[DATA FOR REVIEW — start]
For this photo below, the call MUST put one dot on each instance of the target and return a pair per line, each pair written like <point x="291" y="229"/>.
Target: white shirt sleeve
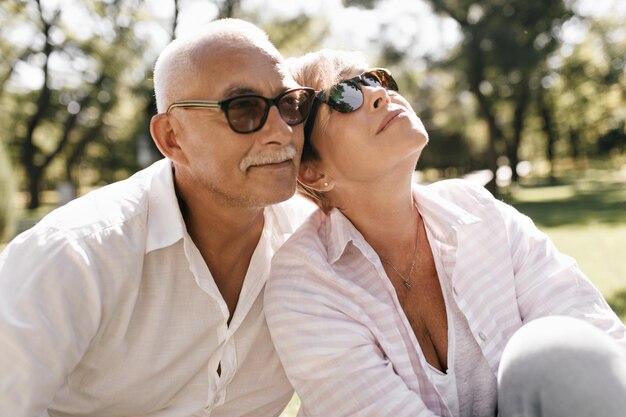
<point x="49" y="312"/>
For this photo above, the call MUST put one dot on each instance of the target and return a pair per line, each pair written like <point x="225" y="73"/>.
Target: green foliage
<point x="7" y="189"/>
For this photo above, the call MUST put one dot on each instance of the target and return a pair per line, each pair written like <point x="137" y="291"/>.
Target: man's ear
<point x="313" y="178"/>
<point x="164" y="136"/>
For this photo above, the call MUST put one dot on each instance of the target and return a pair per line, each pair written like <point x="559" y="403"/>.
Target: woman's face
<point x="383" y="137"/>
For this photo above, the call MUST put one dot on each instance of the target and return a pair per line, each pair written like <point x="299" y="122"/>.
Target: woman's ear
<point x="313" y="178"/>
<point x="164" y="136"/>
[DATA FOR REVIEW — finish]
[DATA FOR REVIEW — start]
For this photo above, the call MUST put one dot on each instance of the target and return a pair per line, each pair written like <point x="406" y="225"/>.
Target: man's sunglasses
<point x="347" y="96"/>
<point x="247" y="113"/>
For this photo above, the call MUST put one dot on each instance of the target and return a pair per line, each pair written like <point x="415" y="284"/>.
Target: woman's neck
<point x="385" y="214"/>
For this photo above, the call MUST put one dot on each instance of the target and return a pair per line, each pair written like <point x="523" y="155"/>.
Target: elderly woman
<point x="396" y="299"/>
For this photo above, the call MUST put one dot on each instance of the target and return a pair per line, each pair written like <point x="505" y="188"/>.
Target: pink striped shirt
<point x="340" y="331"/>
[DATA FOR REVIEW — finish]
◆ **WORK TO BE COMPLETED**
Going through the entries above, tally every line that contains the string "written", then state only the total.

◆ **TASK OUTPUT**
9